### DATA EXCERPTS
<<<<

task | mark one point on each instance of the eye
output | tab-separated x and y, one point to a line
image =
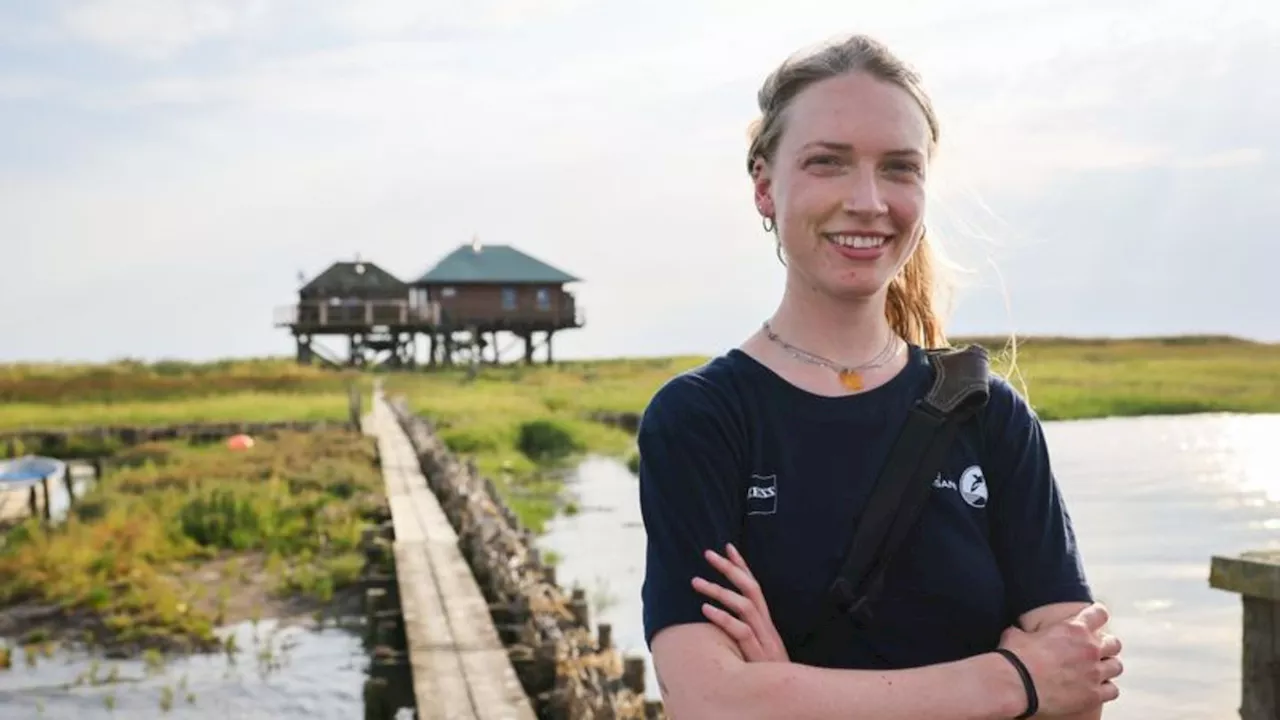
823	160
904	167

>>>>
<<<<

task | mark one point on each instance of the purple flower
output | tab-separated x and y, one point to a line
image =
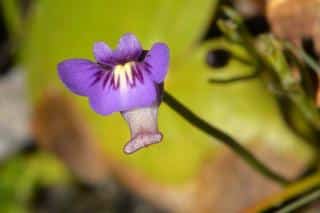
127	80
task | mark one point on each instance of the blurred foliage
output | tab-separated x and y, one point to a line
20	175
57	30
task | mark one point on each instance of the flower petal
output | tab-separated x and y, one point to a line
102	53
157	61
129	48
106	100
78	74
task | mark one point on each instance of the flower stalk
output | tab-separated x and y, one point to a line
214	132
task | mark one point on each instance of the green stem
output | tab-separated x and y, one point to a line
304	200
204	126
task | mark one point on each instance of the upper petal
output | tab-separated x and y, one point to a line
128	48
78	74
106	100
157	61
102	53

>>>>
<<<<

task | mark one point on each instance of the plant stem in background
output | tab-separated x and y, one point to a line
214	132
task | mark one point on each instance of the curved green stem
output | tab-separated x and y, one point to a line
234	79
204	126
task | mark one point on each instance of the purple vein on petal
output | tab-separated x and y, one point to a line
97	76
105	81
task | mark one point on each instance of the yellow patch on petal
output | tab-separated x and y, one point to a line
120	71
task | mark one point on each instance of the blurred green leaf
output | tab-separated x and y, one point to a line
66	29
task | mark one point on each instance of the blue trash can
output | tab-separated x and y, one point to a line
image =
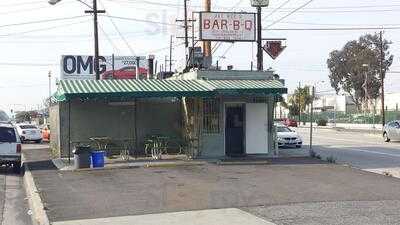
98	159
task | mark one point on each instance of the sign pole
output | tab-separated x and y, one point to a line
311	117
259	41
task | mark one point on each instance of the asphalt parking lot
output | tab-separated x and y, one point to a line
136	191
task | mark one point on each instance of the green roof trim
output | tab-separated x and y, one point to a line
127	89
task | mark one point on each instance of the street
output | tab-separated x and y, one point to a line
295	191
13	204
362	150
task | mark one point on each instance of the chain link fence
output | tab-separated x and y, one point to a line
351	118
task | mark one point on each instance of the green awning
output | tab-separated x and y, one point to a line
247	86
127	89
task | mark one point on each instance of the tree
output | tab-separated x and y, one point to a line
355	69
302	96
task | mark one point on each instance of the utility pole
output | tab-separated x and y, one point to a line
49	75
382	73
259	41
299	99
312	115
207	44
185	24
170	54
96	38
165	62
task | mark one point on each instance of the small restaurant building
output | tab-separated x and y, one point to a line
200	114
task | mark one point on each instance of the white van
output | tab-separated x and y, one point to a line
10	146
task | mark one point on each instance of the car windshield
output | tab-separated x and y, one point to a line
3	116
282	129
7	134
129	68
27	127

>>>>

Should a line in the material contain "purple", copy it.

task | mark one point on each instance of the purple flower
task | mark one point on each instance of the purple vein on petal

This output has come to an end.